§ Задание 1
Перепишите записи, начиная со строки, где стоит «TARGET = joma logo on shorts», и до самого конца записей включительно, вместе с запросами. Сдвиньте на -94 каждую координату в ответах, а образцы и запросы оставьте без изменений.

§ Отрывок
════════════════════

Я начинаю эту запись, стесняясь от своего суконного языка перед самим собою, усталый от нескольких дней (или недель), проведенных в большом напряжении и восторге, но отдохнувший от тяжелого и ненужного последних лет.
Мне скоро 31 год. Я много пережил лично и был участником нескольких, быстро сменивших друг друга, эпох русской жизни. Многое никуда не вписано, и много драгоценного безвозвратно потеряно.
В начале сентября мы воротились: Люба – из Парижа, я – оттуда же, проехав Бельгию и Голландию и поживя в Берлине. Мама поселилась здесь, у них уютно и тихо.

════════════════════

§ Материал задания
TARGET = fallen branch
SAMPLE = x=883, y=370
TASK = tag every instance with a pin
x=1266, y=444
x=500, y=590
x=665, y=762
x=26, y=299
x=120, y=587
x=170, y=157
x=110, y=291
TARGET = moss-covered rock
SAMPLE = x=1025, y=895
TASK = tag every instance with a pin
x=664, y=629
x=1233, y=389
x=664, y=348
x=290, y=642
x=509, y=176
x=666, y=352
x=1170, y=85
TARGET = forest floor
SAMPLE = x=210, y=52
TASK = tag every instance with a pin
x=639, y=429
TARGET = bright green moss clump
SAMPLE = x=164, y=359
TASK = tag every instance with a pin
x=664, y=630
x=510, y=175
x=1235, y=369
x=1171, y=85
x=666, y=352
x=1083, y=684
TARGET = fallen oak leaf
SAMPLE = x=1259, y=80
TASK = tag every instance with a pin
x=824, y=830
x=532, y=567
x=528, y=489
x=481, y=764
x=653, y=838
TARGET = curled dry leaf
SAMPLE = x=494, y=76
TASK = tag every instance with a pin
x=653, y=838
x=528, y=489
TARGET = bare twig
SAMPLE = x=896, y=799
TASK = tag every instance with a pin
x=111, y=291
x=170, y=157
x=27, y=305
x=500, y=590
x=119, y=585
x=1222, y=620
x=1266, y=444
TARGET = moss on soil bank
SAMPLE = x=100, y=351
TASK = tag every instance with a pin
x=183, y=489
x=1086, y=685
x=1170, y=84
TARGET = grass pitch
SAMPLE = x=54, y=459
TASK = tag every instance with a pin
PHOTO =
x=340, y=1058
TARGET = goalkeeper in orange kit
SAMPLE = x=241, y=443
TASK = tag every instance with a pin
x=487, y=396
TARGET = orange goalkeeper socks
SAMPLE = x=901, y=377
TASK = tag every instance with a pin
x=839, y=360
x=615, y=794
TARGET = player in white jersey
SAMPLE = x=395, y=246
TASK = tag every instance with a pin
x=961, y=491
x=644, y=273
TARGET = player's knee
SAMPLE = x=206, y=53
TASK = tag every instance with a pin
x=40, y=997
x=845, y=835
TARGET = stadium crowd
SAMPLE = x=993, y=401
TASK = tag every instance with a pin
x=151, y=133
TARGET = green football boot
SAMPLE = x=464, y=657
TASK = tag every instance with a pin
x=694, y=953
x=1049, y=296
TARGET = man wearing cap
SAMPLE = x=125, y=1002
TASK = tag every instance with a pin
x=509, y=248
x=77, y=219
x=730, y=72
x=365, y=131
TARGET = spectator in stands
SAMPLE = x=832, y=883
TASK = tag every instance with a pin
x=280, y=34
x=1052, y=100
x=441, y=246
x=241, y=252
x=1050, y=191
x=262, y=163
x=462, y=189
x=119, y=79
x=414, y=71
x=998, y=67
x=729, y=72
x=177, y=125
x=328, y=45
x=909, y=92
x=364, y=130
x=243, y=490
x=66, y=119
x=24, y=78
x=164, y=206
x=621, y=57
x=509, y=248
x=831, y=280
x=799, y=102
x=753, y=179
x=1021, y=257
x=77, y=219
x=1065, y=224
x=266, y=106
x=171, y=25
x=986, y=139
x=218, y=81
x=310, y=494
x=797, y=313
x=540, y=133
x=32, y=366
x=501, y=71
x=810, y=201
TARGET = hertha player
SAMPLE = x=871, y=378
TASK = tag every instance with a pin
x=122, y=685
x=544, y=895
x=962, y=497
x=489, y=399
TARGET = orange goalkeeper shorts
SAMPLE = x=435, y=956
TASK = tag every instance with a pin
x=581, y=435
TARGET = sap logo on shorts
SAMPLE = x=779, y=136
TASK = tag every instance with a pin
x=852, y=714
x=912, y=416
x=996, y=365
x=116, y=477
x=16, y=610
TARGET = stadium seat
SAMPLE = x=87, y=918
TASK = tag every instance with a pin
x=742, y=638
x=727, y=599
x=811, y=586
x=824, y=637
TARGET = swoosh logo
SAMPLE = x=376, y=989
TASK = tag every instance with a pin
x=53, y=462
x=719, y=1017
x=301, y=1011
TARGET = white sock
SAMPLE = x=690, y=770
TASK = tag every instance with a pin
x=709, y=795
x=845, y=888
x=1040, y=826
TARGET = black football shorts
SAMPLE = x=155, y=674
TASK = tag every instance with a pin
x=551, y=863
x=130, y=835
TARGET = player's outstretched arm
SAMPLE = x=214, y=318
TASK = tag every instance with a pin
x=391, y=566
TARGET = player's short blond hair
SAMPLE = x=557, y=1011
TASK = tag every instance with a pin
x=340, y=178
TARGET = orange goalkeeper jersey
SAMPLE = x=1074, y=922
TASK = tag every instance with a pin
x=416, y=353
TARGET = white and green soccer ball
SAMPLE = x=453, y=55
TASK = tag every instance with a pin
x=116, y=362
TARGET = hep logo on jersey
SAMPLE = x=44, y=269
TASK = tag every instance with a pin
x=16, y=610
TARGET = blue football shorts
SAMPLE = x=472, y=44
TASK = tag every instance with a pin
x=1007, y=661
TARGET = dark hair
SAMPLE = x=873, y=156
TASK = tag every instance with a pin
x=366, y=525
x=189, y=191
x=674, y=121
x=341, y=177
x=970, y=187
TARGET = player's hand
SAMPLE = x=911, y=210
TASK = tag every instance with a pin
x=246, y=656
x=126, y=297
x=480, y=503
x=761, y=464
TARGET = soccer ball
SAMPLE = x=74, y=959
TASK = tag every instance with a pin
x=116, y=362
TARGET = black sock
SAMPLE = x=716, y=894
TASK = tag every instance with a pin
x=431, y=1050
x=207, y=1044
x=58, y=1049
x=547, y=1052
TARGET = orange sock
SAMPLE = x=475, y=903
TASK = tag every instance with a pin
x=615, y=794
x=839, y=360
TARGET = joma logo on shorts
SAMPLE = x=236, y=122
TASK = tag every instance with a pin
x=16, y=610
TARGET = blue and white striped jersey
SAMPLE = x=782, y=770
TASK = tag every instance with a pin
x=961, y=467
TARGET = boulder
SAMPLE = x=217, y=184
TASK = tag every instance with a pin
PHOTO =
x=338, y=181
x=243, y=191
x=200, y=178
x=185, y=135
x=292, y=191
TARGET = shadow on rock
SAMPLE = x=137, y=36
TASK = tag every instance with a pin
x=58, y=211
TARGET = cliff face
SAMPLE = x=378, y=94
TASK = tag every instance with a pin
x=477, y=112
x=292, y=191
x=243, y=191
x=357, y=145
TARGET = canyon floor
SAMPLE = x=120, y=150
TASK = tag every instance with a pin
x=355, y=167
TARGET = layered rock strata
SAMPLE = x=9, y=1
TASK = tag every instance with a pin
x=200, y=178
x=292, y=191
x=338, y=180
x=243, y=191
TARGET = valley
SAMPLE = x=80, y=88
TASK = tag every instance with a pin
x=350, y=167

════════════════════

§ Задание 2
Откуда вернулась Люба, если верить отрывку?

§ Правильный ответ 1
TARGET = joma logo on shorts
SAMPLE = x=236, y=122
TASK = tag every instance with a pin
x=-78, y=516
TARGET = blue and white striped jersey
SAMPLE = x=782, y=770
TASK = tag every instance with a pin
x=867, y=373
TARGET = boulder
SAMPLE = x=217, y=184
TASK = tag every instance with a pin
PHOTO =
x=244, y=87
x=149, y=97
x=106, y=84
x=91, y=41
x=198, y=97
TARGET = shadow on rock
SAMPLE = x=137, y=36
TASK = tag every instance with a pin
x=-36, y=117
TARGET = cliff face
SAMPLE = x=378, y=94
TASK = tag every instance with a pin
x=383, y=18
x=198, y=97
x=149, y=97
x=263, y=51
TARGET = canyon floor
SAMPLE = x=120, y=150
TASK = tag every instance with a pin
x=261, y=73
TARGET = layered rock strata
SAMPLE = x=9, y=1
TASK = tag every instance with a pin
x=106, y=84
x=198, y=97
x=244, y=86
x=149, y=97
TARGET = valley
SAMPLE = x=80, y=88
TASK = tag every instance with a pin
x=256, y=73

§ Правильный ответ 2
Из Парижа.